ASSIGNMENT:
Reproduce the items below unchanged, from the line containing "Task: for every" up to and including the line containing "negative clicks: (7, 377) (293, 339)".

::::

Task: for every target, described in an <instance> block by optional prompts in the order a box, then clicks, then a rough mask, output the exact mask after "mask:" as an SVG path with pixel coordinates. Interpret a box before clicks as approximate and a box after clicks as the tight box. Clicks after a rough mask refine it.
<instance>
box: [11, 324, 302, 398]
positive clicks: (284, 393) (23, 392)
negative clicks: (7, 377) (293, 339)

::::

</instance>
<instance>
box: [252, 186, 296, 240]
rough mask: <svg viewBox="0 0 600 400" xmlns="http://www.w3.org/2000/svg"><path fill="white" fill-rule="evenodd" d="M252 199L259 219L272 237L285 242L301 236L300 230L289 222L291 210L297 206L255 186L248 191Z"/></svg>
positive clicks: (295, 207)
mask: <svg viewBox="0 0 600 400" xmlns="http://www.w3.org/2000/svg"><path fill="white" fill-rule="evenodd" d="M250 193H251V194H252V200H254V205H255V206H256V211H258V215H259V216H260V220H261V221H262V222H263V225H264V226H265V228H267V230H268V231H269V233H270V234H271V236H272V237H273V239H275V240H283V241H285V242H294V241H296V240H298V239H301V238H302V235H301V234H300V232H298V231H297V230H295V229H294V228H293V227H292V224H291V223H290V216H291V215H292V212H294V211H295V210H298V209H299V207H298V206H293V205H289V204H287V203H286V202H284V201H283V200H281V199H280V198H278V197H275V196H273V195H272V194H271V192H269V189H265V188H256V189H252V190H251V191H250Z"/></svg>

::::

WORKED SOLUTION:
Task: for every target, described in an <instance> block by optional prompts in the order a box, then clicks, then a rough mask, output the exact mask after "mask:" as an SVG path with pixel coordinates. Interpret a box before clicks as approximate and a box after clicks as the tight box. Clicks after a rough mask refine it.
<instance>
box: [11, 324, 302, 398]
positive clicks: (284, 393) (23, 392)
negative clicks: (7, 377) (293, 339)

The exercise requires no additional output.